● To be done:
Output the part of the hare and tortoise race thread below, starting with "A hare and a" and going on through "tie the race?", without changing a word.

● Page:
"""

A hare and a tortoise have a race along a circle of 100 yards diameter. The tortoise goes in one direction and the hare in the other. The hare starts after the tortoise has covered 1/5 of its distance and that too leisurely. The hare and tortoise meet when the hare has covered only 1/8 of the distance. By what factor should the hare increase its speed so as to tie the race?
Answers
Answer:
(37.8 ) times speed of Original Speed
Explanation:
Let say Distance = X Yard = (2 π * 100/2) = 100 π Yard
let say Tortoise Speed = T Yard/sec
& Hare Speed = H Yard/Sec
Time taken to complete circle by Tortoise = X/T sec
Time taken to complete 1/5 of its distance = X/5T
Hare & Tortoise meet when Hare covered 1/8 of Distance = X/8
Time Taken by Hare = X/8H
Distance Covered by Tortoise in such Time = X - X/8 - X/5
= 27X/40
Time taken by Tortoise for 27X/40 = 27X/40T sec
27X/40T = X/8H
=> H = 5T/27
Now Distnace to be covered by Tortoise = X/8
Time taken by Tortoise = X/8T
Distance to be Covered by Hare = 7X/8
With in time frame of X/8T
Speed required = (7X/8)/(X/8T) = 7T
7T/(5T/27) = 189/5 (37.8 ) times speed of Original Speed
Increase in speed = 7T - (5T/27) = 184T/27 =
% increased in speed = (184T/27)/(5T/27) * 100 = 3680 %
Explanation:
Total circumfrance = pie*diameter
tortoise has covered = 25pie
remaining distance = 75 pie
1/8th of total distance = 12.5 pie
let the velocity of tortoise = u and that of hare =v
on time comparison we get
62.5 pie/u = 12.5 pie/v
5v=u so v=u/5
now for remaining journey time taken by tortoise = 12.5 pie/u
so velocity of hare to make a tie = 7*12.5 pie u / 12.5 pie
=7u
so 7u/u/5 = 35 times answer

"""

● Stored entries:
"""

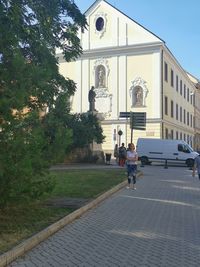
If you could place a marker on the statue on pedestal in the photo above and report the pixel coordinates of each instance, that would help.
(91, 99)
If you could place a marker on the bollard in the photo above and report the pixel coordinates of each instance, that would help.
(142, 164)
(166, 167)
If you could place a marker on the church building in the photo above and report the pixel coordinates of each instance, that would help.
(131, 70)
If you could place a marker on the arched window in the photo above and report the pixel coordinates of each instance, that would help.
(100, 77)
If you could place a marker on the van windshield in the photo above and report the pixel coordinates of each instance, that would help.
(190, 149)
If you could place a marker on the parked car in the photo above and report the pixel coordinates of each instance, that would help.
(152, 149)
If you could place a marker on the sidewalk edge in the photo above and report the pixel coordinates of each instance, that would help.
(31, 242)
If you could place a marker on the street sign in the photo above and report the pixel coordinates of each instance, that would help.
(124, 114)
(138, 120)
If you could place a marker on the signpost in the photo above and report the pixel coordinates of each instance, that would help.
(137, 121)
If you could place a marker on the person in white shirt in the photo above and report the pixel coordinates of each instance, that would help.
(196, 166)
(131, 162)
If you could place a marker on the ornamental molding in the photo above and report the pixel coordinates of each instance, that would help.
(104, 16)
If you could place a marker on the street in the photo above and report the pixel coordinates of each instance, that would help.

"""
"""

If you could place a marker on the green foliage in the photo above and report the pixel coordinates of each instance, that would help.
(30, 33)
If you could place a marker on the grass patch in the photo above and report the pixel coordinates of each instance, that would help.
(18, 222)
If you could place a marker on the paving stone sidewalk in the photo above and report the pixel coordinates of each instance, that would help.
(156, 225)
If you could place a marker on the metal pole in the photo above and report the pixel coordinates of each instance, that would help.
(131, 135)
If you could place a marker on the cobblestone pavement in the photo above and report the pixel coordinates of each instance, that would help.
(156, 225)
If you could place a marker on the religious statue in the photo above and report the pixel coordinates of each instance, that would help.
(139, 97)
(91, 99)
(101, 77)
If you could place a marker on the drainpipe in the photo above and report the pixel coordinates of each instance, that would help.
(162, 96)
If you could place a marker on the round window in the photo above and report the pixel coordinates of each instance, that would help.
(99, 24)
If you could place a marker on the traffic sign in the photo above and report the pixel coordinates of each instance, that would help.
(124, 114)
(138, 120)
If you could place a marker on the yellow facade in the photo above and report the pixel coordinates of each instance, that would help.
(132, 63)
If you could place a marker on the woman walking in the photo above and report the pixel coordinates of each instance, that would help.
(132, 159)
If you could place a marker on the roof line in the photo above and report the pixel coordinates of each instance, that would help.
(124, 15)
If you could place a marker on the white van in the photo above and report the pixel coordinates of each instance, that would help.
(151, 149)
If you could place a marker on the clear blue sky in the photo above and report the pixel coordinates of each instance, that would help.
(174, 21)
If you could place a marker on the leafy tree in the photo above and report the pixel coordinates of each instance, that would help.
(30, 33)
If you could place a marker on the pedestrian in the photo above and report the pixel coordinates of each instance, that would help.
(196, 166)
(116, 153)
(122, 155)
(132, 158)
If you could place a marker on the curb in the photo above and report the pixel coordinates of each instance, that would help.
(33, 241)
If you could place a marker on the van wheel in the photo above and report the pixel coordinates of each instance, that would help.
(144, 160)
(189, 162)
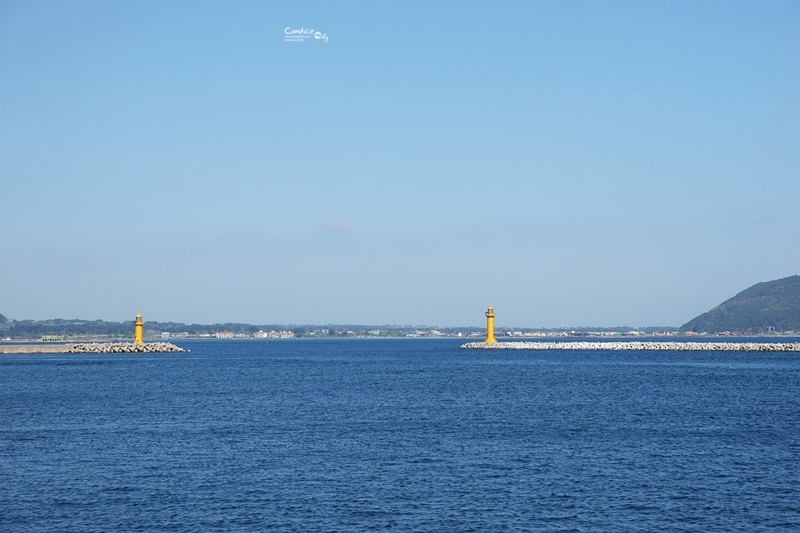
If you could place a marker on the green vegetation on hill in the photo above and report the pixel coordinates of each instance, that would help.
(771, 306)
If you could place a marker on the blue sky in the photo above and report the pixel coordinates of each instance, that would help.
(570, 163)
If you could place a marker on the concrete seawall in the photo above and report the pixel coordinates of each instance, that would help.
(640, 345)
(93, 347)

"""

● Completed exercise:
A hare and a tortoise have a race along a circle of 100 yards diameter. The tortoise goes in one direction and the hare in the other. The hare starts after the tortoise has covered 1/5 of its distance and that too leisurely. The hare and tortoise meet when the hare has covered only 1/8 of the distance. By what factor should the hare increase its speed so as to tie the race?